===== ИСХОДНЫЕ ДАННЫЕ =====

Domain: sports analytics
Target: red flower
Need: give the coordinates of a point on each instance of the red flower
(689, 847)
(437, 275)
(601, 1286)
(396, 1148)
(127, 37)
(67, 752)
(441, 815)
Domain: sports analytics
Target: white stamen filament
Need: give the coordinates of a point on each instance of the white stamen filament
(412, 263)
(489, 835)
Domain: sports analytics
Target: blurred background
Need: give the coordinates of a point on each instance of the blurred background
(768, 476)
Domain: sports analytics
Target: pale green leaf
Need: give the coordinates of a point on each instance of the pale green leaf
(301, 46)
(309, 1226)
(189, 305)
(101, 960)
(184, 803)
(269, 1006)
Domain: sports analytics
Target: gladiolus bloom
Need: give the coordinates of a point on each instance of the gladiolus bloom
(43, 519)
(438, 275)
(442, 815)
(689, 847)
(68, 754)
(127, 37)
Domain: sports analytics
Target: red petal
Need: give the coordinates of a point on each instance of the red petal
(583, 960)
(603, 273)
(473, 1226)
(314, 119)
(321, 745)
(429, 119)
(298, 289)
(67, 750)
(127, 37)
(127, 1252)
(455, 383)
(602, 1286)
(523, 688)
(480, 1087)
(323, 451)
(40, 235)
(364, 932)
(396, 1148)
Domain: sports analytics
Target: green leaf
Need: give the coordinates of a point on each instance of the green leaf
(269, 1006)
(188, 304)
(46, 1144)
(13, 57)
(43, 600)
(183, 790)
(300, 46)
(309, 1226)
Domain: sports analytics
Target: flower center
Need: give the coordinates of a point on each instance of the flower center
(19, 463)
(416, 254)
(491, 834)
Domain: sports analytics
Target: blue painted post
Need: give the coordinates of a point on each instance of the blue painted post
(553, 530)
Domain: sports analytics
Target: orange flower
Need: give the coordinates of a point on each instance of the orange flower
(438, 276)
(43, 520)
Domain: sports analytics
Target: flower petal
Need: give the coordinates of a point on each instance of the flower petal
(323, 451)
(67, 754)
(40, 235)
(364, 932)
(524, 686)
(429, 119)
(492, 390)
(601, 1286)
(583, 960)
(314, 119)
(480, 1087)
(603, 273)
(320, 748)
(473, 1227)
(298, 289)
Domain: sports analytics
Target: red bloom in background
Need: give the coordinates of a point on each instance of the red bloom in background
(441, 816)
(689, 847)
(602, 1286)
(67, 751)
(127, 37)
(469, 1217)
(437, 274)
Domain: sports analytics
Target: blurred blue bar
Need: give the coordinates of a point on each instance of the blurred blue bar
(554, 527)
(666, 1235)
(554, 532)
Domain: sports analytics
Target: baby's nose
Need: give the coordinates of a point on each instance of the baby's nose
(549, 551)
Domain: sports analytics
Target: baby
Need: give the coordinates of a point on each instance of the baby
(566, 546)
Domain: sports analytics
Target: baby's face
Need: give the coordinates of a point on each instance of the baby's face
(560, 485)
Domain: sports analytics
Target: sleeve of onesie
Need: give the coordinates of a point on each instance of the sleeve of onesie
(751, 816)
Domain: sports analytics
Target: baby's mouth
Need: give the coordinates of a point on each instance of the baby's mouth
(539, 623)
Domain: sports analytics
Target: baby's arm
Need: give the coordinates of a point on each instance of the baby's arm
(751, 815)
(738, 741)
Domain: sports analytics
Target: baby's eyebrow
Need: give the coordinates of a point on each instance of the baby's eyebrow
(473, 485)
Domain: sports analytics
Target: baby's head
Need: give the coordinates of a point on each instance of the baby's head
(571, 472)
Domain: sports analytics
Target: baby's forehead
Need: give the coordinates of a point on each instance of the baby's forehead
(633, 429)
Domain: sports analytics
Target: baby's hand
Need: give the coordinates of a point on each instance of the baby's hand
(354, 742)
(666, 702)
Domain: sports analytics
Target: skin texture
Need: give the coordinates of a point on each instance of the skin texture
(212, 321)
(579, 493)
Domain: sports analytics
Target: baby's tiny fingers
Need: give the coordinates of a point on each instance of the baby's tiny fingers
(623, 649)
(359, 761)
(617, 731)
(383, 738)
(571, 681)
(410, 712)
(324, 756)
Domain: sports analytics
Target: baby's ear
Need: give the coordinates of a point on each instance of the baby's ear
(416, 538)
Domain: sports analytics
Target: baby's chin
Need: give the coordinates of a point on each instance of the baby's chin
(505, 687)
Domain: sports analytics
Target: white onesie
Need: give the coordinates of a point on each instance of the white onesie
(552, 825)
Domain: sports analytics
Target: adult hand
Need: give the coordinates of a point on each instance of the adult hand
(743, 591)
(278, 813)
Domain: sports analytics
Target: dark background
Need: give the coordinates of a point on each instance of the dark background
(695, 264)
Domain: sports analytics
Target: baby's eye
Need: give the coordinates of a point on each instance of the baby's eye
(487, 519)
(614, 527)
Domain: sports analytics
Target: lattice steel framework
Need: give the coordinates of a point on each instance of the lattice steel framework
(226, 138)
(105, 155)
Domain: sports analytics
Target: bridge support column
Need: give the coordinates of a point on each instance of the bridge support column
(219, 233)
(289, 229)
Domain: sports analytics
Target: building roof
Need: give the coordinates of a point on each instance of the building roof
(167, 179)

=====
===== ИСХОДНЫЕ ДАННЫЕ =====

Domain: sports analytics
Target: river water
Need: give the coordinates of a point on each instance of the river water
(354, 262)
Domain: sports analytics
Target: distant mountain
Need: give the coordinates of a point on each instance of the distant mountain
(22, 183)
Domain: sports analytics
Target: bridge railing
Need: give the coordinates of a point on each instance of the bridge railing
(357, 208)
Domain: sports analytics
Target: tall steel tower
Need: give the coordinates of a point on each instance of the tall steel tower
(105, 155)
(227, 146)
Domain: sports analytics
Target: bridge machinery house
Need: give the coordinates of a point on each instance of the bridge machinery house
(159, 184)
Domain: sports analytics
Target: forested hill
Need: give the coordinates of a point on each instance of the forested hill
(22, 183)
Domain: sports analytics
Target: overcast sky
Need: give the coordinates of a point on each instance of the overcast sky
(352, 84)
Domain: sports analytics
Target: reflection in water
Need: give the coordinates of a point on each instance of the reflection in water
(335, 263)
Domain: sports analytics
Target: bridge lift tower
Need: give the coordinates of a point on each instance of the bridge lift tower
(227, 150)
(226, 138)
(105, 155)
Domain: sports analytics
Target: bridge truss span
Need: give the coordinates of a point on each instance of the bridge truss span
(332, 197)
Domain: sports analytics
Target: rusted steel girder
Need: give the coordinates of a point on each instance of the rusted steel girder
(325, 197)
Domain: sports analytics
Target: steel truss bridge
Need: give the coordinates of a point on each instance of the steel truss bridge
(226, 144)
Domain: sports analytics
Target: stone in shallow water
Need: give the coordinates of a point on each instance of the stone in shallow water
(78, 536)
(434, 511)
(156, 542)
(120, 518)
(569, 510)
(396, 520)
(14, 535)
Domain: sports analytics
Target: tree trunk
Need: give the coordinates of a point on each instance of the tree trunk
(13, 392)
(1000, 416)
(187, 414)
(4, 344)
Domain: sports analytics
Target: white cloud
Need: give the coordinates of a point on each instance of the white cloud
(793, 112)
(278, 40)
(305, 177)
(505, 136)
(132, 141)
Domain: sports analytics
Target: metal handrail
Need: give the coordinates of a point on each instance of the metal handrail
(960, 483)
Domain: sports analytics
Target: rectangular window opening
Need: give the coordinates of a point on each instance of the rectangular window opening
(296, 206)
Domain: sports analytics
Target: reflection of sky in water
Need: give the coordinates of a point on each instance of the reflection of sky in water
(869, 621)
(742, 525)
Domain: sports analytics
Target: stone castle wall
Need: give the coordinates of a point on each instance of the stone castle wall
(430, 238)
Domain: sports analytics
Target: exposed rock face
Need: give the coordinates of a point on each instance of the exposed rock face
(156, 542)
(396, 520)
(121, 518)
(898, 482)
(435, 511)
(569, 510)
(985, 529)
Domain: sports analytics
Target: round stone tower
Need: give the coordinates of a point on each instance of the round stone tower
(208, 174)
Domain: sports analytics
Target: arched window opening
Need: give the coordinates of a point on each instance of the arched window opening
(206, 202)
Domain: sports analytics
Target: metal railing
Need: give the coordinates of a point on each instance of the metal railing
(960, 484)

=====

Отфильтруй записи выше и оставь только те строки, в которых есть слово «mouth». Регистр букв учитывается.

Target: baby's mouth
Need: give the coordinates of a point on each instance of the baby's mouth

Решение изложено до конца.